What lines below include the string "sunglasses"? Pick them out and copy them.
==================================================
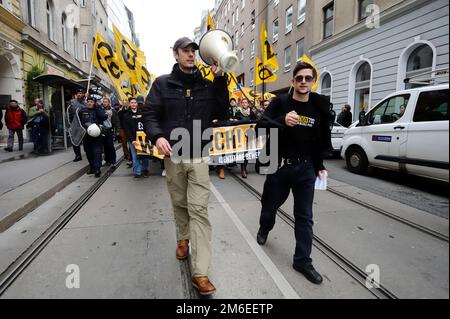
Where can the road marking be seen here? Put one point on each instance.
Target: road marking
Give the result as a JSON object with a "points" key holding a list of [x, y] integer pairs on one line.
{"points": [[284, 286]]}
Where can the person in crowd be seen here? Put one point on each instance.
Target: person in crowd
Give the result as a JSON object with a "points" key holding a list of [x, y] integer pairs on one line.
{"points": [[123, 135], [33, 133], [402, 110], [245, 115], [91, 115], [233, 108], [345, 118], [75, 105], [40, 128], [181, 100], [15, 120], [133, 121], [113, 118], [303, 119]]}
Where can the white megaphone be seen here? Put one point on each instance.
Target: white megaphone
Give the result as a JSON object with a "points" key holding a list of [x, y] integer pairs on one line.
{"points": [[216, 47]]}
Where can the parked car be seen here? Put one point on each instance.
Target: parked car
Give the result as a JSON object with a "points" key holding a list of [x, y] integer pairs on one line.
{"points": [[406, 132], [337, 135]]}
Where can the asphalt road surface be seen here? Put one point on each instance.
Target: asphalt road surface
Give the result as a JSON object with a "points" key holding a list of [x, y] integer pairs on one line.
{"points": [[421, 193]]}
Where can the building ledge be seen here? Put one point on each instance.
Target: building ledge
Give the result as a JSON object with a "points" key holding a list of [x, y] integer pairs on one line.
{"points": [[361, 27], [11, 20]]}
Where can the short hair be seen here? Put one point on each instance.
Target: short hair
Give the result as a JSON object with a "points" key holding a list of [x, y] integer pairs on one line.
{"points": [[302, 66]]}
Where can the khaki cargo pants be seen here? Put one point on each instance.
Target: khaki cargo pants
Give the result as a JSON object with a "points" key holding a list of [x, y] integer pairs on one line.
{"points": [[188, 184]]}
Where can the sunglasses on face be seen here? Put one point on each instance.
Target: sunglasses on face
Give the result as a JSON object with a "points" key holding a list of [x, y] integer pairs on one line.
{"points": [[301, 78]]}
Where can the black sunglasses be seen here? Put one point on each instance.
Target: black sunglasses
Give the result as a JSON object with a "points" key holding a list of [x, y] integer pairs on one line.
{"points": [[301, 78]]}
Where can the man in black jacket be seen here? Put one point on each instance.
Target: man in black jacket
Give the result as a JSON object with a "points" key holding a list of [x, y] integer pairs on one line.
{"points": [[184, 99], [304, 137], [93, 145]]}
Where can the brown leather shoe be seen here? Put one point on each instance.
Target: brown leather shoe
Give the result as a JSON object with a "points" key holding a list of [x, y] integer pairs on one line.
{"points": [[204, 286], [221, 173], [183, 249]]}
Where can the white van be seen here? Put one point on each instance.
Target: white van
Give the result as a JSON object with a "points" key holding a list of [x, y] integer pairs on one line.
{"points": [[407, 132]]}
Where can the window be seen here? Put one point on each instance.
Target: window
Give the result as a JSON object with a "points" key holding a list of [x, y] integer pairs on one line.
==================================================
### OUTPUT BELOW:
Where can the sunglasses on face be seen here? Put one point on each instance.
Target: sunglasses on face
Where can the black sunglasses be seen here? Put one point on each instance.
Target: black sunglasses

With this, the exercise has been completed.